[START Records shown]

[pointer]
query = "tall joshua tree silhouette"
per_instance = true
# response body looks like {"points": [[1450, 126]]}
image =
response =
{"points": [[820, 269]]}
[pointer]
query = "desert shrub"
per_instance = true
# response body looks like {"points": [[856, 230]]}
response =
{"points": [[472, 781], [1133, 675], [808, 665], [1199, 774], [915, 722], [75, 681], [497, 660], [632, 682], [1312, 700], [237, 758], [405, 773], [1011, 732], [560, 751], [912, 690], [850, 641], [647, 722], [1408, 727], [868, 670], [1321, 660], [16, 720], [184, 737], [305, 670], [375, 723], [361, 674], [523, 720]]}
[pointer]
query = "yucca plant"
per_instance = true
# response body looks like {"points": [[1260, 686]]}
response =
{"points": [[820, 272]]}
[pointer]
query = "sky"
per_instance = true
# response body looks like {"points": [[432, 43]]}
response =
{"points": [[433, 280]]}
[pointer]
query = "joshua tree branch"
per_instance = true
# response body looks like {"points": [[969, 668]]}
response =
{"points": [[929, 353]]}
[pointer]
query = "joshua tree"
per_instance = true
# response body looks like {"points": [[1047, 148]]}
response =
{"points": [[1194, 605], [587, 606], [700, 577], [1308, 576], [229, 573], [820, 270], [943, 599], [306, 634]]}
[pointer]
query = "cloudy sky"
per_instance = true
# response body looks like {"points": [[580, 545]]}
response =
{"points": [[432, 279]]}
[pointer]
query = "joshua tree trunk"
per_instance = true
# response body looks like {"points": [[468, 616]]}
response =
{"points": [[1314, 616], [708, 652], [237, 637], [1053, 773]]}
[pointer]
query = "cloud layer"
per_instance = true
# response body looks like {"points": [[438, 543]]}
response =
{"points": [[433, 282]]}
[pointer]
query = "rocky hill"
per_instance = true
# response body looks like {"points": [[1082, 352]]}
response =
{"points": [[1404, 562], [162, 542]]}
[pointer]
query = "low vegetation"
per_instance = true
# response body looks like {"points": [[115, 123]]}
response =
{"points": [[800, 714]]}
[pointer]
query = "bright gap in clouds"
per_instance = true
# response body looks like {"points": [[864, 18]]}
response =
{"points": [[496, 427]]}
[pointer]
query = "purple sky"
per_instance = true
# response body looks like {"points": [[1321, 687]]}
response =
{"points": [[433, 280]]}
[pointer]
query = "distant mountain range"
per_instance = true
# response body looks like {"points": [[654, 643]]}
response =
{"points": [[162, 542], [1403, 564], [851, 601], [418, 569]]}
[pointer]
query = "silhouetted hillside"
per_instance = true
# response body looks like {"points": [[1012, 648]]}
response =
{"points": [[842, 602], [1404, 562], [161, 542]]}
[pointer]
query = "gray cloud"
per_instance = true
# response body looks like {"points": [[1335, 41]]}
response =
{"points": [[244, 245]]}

[END Records shown]

■ Exercise objective
How many lines of the records above contain the string "joshua", counting only matches with the same case? Reply with the number alone.

■ Finished exercise
4